> Text passage:
[Start of Attachment]

In 1986, Jones appeared as a contestant on Star Search, in which she became the first woman to win the comedy category. This appearance boosted Jones's stand-up career, and she subsequently served as a supporting act for performers including Sammy Davis Jr., Engelbert Humperdinck, Kenny Loggins, Glen Campbell, Kool & the Gang, Tony Bennett, Dionne Warwick, Gregory Hines, and Wayne Newton.

By 1983, Jones had worked her way up to serving as an opening act for Jerry Seinfeld. She embarked on a comedy show titled Girls' Night Out, which was billed as a "No Men Allowed" event. Jones sold out 10 consecutive shows and had her routine featured on 20/20.

Jones was profiled alongside other women comedians in the 1991 documentary film Wisecracks.

[End of Attachment]

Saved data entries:

[Start of Attachment]

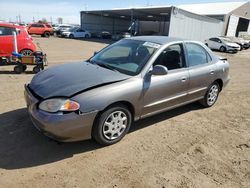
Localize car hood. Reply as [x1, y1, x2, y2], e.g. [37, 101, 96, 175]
[226, 42, 240, 47]
[29, 62, 131, 99]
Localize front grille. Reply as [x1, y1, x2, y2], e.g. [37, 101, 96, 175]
[27, 84, 43, 100]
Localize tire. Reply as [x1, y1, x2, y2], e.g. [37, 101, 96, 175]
[43, 32, 50, 38]
[33, 66, 41, 74]
[92, 104, 132, 146]
[199, 82, 221, 107]
[14, 65, 23, 74]
[220, 46, 227, 52]
[23, 65, 27, 72]
[20, 49, 33, 56]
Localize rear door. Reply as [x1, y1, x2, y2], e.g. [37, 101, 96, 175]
[185, 42, 216, 100]
[0, 26, 16, 56]
[36, 24, 45, 35]
[28, 24, 37, 34]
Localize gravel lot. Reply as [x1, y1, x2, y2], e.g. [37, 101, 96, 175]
[0, 37, 250, 188]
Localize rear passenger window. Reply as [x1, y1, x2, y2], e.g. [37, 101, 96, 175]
[0, 26, 17, 36]
[153, 44, 185, 70]
[186, 43, 212, 67]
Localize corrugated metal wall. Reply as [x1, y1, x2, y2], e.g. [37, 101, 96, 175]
[81, 13, 130, 34]
[169, 8, 223, 42]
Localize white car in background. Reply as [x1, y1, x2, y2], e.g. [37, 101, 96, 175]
[61, 27, 91, 39]
[205, 37, 241, 52]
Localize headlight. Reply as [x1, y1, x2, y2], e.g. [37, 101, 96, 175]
[39, 98, 80, 112]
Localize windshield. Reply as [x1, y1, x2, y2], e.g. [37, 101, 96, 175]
[221, 38, 232, 42]
[89, 40, 160, 76]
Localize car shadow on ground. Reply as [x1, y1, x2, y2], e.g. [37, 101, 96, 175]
[0, 70, 35, 75]
[0, 103, 201, 169]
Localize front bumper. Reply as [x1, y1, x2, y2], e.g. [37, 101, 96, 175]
[227, 46, 241, 52]
[24, 85, 97, 142]
[61, 33, 70, 37]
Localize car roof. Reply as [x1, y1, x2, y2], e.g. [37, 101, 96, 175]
[0, 23, 25, 28]
[127, 36, 185, 45]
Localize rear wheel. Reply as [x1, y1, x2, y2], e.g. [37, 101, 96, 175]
[220, 46, 227, 52]
[14, 65, 23, 74]
[33, 66, 41, 74]
[92, 104, 132, 145]
[200, 82, 221, 107]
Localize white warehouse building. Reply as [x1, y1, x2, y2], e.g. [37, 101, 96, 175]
[81, 2, 250, 42]
[81, 6, 223, 41]
[178, 1, 250, 36]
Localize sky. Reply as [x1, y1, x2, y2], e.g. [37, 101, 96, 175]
[0, 0, 244, 24]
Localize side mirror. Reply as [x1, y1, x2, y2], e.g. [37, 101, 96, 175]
[151, 65, 168, 75]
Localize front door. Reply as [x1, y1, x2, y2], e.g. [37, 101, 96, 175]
[142, 43, 189, 116]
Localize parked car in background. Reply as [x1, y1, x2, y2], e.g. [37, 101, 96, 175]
[226, 37, 250, 50]
[61, 27, 91, 39]
[25, 36, 230, 145]
[205, 37, 241, 53]
[28, 23, 54, 37]
[55, 24, 74, 37]
[0, 23, 36, 57]
[112, 32, 131, 40]
[97, 31, 112, 39]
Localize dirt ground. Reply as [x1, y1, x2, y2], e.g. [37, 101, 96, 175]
[0, 37, 250, 188]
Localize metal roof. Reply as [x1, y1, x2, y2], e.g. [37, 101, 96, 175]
[81, 6, 172, 21]
[125, 36, 183, 45]
[177, 1, 248, 15]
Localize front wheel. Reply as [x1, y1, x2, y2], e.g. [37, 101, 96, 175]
[92, 104, 132, 145]
[20, 49, 33, 56]
[200, 82, 220, 107]
[43, 32, 50, 38]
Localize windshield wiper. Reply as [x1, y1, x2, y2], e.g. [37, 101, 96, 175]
[88, 60, 119, 72]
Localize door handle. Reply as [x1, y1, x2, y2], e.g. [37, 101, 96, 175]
[210, 70, 214, 74]
[181, 77, 187, 82]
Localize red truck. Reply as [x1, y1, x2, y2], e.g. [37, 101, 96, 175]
[28, 23, 54, 37]
[0, 23, 36, 57]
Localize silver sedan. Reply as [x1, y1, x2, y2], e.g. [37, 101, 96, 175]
[25, 36, 229, 145]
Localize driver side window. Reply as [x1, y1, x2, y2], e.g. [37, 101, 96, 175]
[153, 44, 185, 70]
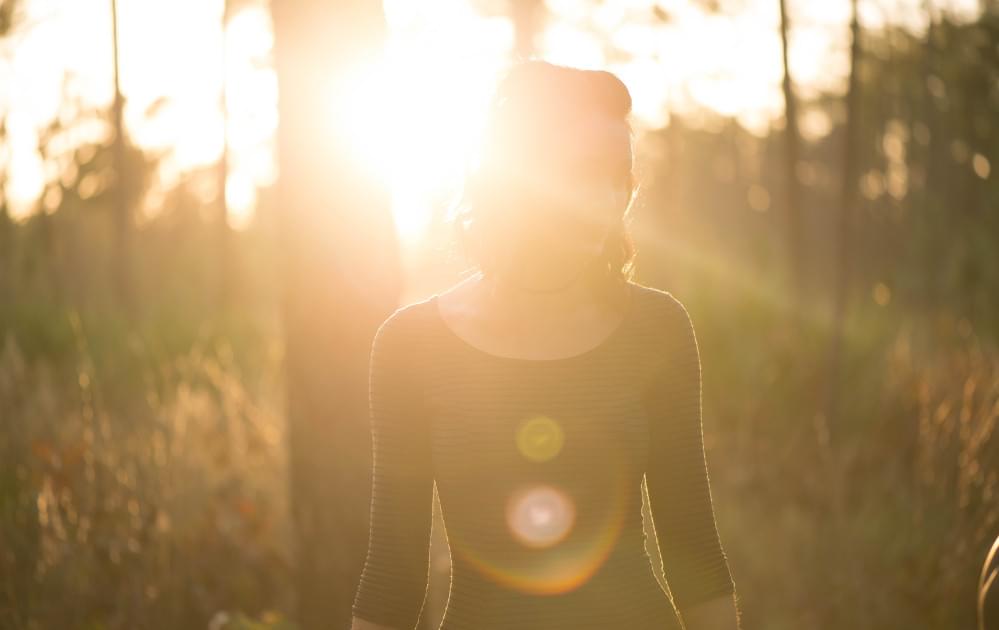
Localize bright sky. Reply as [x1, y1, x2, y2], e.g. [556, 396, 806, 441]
[0, 0, 978, 241]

[End of Attachment]

List every year mentioned in the passage about Jones's comedy career. The saved data entries are material separate from the passage about Jones's comedy career.

> Solution to the problem: 1986, 1983, 1991